Required work — Return only the line that contains "Target: beige handbag" and each line after it, through the last line of the data below, copied exactly.

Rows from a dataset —

● ● ●

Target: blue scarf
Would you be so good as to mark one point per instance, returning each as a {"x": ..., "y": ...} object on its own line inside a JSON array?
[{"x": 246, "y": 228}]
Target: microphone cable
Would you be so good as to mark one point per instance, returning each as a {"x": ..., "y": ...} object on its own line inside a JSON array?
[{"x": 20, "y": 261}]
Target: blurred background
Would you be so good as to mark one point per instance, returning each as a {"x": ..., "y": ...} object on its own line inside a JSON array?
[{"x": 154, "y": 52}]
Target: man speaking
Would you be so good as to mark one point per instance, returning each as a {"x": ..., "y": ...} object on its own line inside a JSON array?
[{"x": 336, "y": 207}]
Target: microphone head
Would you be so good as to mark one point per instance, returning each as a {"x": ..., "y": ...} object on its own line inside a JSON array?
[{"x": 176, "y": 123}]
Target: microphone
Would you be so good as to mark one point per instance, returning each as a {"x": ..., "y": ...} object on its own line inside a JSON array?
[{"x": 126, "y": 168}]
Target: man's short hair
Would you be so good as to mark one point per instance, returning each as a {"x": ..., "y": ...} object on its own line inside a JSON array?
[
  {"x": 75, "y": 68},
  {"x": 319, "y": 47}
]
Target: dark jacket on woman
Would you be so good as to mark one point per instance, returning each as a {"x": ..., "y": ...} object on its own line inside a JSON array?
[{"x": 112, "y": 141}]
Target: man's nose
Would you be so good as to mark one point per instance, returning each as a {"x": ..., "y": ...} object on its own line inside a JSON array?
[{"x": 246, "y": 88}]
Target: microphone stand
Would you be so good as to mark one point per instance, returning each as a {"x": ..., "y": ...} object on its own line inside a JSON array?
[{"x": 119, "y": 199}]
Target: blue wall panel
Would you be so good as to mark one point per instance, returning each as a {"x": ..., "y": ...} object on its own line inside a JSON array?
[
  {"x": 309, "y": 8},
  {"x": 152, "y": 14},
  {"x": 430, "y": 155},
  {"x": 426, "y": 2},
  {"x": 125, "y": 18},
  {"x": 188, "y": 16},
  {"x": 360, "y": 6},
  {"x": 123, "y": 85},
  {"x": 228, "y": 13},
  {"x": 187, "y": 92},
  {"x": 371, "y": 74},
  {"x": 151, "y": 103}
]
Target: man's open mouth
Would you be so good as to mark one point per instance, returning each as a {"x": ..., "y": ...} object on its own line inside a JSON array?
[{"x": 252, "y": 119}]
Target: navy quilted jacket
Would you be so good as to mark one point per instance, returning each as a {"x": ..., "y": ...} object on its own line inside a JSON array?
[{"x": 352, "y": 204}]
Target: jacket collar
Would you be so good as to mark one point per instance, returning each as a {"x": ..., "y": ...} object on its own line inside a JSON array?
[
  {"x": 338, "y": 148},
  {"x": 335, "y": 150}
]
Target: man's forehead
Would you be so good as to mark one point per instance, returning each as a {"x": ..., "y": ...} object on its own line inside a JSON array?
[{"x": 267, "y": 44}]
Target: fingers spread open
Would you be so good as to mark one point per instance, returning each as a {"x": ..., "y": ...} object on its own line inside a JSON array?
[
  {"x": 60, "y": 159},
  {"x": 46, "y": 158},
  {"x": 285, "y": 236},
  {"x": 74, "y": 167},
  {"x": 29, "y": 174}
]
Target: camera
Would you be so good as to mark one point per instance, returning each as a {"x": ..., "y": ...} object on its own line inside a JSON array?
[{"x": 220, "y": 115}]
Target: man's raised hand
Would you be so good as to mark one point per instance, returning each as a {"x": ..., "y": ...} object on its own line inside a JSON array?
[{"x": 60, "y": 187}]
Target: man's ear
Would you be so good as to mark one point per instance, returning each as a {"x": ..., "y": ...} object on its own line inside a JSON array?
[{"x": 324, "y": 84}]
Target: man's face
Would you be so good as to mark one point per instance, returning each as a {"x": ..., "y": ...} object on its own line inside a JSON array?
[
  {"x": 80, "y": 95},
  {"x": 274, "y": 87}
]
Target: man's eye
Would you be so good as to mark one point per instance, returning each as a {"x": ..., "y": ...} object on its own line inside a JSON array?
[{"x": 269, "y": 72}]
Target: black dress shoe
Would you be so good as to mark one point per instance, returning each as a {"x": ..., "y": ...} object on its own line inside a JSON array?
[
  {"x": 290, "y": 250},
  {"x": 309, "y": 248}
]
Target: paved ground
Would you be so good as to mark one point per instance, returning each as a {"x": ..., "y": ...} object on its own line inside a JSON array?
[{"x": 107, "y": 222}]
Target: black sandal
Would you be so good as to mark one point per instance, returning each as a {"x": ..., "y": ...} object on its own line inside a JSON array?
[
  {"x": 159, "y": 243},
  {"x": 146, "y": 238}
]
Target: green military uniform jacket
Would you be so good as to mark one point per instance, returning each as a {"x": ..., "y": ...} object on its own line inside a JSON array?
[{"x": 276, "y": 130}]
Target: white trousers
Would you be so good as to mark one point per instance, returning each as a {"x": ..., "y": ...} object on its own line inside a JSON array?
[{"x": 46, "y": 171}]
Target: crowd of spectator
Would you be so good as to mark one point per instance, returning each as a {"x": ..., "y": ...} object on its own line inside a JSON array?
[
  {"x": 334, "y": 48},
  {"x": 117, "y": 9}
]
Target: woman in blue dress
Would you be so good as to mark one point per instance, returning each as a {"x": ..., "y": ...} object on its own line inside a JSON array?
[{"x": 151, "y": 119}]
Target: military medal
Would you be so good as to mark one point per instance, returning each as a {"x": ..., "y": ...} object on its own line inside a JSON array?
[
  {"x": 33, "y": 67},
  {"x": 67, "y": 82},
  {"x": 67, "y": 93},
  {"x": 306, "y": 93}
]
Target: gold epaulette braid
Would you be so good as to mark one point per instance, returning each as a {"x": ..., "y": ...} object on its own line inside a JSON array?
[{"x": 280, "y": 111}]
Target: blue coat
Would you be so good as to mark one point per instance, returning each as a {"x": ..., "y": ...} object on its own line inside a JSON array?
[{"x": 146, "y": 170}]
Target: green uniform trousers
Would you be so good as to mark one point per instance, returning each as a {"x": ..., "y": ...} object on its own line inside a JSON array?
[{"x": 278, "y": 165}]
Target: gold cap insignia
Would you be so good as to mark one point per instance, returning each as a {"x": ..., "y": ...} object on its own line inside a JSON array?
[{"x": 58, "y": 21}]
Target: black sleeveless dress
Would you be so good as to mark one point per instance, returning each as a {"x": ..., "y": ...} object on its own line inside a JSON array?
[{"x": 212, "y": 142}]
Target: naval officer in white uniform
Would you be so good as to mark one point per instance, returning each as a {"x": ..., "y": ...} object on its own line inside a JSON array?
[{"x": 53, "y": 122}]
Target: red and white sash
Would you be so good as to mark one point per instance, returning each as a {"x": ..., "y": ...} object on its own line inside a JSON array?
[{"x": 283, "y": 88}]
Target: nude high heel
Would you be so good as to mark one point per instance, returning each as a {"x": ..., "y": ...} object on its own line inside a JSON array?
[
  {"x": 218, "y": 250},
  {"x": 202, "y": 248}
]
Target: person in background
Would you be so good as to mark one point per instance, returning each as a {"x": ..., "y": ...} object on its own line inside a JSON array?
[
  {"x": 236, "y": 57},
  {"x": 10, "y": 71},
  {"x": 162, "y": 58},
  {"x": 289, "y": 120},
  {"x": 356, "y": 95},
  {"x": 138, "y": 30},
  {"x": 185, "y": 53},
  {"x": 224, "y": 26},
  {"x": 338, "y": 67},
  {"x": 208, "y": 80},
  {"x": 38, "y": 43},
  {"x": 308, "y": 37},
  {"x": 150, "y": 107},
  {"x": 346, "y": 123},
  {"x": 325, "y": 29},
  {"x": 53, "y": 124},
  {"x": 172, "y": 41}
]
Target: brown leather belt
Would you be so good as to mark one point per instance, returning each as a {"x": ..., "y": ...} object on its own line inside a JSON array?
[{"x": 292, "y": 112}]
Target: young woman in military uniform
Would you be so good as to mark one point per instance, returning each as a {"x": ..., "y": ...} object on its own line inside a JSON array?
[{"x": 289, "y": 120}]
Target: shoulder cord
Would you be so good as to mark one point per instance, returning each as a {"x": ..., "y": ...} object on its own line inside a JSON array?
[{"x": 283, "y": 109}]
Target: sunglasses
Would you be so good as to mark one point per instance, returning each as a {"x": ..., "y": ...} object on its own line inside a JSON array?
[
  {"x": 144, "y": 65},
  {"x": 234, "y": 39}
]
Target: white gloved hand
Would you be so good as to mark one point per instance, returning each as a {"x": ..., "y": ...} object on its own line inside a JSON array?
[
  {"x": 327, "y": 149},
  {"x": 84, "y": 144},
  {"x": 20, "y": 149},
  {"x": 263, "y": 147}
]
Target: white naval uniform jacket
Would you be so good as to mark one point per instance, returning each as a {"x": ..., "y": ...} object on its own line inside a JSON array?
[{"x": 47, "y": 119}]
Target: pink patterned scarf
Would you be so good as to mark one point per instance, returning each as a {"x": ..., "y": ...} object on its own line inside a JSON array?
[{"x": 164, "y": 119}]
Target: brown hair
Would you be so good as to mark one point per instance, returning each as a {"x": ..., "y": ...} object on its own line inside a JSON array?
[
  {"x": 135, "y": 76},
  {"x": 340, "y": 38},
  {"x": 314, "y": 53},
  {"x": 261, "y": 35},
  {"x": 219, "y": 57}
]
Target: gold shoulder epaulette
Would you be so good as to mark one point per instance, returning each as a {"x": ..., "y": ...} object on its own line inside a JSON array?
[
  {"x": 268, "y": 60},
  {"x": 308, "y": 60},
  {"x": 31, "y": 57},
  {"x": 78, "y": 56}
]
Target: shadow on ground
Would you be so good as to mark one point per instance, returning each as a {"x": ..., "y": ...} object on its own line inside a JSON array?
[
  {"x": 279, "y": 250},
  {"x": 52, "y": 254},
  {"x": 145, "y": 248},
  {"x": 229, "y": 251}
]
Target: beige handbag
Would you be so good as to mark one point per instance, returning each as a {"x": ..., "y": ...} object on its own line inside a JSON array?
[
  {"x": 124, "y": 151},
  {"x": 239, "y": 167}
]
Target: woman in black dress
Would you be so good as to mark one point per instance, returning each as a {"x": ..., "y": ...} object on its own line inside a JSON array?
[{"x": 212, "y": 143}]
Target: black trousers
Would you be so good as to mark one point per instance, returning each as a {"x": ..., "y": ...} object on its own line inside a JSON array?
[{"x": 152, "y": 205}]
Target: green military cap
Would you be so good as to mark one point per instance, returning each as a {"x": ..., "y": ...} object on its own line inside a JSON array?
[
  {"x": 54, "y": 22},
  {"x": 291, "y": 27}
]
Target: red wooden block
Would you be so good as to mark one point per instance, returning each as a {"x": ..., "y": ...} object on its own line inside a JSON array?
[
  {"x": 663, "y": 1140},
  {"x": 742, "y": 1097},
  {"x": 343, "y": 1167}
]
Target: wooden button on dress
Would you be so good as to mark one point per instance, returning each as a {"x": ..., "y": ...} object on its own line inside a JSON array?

● ● ●

Task response —
Target: beige handbag
Would you be so good as to mark one point per instance, returning each as a {"x": ..., "y": ...} object on its own line inside a JSON array?
[
  {"x": 124, "y": 151},
  {"x": 239, "y": 167}
]
Target: woman in black dress
Would you be so good as to mark one point per instance, returning each as a {"x": ..., "y": ...} object on its own line inside a JSON array?
[{"x": 212, "y": 143}]
Target: black trousers
Would you be so good as to mark one point per instance, returning each as a {"x": ..., "y": ...} object on its own line inside a JSON array?
[{"x": 152, "y": 205}]
Target: green military cap
Would you be so good as to mark one point per instance, returning each as a {"x": ..., "y": ...} object on its own line inside a JSON array?
[
  {"x": 54, "y": 22},
  {"x": 291, "y": 27}
]
Target: red wooden block
Would you be so good as to mark one point per instance, returning each as a {"x": ..., "y": ...} object on its own line inside a JSON array?
[
  {"x": 663, "y": 1140},
  {"x": 742, "y": 1097},
  {"x": 343, "y": 1167}
]
Target: wooden button on dress
Would you be so good as to mark one point per instance, returning each as a {"x": ..., "y": ...} object on its own line inside a JSON array?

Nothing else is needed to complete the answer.